PROVIDED RECORDS
________________________
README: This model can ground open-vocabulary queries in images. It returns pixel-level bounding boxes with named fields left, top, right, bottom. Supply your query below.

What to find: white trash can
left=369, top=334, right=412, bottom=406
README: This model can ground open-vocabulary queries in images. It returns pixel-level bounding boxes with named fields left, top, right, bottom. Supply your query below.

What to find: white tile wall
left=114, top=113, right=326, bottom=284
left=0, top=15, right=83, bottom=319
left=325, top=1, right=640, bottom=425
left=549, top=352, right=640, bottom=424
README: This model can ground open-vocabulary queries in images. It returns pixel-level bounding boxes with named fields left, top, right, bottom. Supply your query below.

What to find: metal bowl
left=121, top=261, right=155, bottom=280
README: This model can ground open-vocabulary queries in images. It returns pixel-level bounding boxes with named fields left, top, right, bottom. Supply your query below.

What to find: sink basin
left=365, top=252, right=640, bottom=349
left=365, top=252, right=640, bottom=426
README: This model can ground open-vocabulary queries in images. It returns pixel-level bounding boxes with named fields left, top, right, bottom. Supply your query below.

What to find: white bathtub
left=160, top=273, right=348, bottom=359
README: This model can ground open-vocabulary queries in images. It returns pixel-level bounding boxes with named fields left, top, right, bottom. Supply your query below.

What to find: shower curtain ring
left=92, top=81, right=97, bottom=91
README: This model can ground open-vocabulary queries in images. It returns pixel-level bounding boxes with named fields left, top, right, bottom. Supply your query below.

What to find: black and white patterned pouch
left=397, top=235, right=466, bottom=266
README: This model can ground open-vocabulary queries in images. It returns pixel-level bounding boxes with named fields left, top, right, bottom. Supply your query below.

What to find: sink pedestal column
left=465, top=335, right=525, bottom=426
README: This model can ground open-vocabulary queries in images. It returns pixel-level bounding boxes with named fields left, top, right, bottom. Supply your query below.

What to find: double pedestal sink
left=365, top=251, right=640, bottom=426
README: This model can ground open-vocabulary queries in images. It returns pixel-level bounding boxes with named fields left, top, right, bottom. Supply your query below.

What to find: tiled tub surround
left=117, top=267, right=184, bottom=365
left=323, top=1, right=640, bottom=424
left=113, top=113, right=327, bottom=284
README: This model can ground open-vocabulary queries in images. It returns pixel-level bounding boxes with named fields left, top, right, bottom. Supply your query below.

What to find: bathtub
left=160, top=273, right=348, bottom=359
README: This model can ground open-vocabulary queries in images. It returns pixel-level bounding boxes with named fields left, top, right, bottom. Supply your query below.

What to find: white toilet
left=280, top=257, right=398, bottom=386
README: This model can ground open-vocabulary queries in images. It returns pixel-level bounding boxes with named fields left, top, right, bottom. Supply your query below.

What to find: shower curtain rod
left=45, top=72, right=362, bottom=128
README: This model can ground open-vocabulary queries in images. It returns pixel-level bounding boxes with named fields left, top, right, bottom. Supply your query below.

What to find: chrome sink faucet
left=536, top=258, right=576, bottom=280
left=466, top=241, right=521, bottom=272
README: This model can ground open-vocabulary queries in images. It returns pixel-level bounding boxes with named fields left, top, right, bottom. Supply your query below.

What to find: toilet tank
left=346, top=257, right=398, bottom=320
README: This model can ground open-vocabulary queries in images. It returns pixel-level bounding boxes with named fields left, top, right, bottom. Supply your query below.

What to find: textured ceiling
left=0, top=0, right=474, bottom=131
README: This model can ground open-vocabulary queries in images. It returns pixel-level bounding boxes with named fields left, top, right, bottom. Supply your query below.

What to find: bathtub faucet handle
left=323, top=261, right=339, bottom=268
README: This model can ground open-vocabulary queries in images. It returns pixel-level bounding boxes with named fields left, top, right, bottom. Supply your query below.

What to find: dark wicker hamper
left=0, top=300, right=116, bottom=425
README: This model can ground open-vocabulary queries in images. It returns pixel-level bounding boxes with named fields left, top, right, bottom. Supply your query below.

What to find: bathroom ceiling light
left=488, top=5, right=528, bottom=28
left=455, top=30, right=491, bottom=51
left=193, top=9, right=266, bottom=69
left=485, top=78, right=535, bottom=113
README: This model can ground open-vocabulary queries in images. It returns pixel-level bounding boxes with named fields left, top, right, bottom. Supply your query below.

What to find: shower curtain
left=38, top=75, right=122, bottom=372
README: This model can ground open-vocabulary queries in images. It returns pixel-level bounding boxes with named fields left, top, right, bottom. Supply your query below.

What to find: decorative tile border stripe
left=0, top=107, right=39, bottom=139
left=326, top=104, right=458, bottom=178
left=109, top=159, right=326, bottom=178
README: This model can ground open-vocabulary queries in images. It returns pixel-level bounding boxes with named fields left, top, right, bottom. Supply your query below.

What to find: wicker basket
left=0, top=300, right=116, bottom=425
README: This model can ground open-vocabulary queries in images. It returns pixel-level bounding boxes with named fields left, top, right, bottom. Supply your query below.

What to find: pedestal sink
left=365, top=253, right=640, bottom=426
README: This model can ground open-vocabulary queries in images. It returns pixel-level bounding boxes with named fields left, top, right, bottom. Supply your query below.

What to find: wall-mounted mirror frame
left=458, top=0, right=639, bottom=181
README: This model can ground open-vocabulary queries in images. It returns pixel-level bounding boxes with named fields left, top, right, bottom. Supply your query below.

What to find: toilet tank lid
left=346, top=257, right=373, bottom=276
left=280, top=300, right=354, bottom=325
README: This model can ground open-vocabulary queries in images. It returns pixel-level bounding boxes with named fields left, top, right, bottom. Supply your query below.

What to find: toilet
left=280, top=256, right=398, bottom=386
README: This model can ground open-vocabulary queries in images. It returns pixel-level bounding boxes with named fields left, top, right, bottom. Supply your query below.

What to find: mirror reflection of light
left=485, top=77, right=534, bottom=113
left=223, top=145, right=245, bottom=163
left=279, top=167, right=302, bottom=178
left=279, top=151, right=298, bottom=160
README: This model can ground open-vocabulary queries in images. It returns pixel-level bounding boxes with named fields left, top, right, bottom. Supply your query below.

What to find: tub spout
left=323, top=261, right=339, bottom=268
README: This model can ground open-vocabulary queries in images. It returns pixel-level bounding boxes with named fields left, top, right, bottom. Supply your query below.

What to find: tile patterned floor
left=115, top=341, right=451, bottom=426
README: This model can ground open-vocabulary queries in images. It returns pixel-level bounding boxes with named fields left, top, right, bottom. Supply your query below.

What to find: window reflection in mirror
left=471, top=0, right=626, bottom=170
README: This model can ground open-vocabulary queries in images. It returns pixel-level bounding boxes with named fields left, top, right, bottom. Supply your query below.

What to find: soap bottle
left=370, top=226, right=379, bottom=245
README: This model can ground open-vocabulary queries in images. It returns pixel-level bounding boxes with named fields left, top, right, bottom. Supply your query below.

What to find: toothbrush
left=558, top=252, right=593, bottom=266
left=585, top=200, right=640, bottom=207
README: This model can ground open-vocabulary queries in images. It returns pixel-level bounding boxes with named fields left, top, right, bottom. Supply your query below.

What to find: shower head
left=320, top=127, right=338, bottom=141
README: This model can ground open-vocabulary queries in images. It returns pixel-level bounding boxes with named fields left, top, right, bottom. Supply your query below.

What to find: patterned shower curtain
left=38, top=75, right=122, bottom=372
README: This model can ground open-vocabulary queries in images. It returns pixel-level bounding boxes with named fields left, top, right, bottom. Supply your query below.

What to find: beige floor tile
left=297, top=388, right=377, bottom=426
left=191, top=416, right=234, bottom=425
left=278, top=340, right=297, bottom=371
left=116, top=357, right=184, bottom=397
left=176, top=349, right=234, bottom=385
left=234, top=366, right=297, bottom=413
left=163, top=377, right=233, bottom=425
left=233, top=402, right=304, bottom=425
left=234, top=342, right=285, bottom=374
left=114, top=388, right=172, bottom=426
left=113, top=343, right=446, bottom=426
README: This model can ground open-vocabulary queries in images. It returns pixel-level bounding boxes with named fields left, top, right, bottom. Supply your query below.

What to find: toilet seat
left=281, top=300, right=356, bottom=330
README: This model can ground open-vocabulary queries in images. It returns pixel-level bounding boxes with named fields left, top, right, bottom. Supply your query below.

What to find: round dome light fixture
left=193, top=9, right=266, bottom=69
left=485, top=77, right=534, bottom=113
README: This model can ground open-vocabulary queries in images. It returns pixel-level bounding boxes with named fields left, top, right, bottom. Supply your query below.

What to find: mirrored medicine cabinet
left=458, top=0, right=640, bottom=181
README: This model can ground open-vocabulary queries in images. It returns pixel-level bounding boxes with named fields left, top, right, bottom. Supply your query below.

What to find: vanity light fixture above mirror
________________________
EXERCISE AIM
Copy out only the lines from the one containing "What to find: round dome light fixture" down to the last line of the material, keeping both ends.

RESPONSE
What to find: round dome light fixture
left=193, top=9, right=266, bottom=69
left=485, top=77, right=534, bottom=113
README: This model can ground open-vocabulary queries in images. It returns pixel-level bounding boxes with named fields left, top, right, bottom. Supply your query below.

What to find: mirrored medicine cabinet
left=458, top=0, right=640, bottom=181
README: This model can ground open-vocabulary queries in images. It returns pixel-level bounding boxes with named fields left, top, right, bottom. Supply your query below.

What to find: vanity light fixture above mirror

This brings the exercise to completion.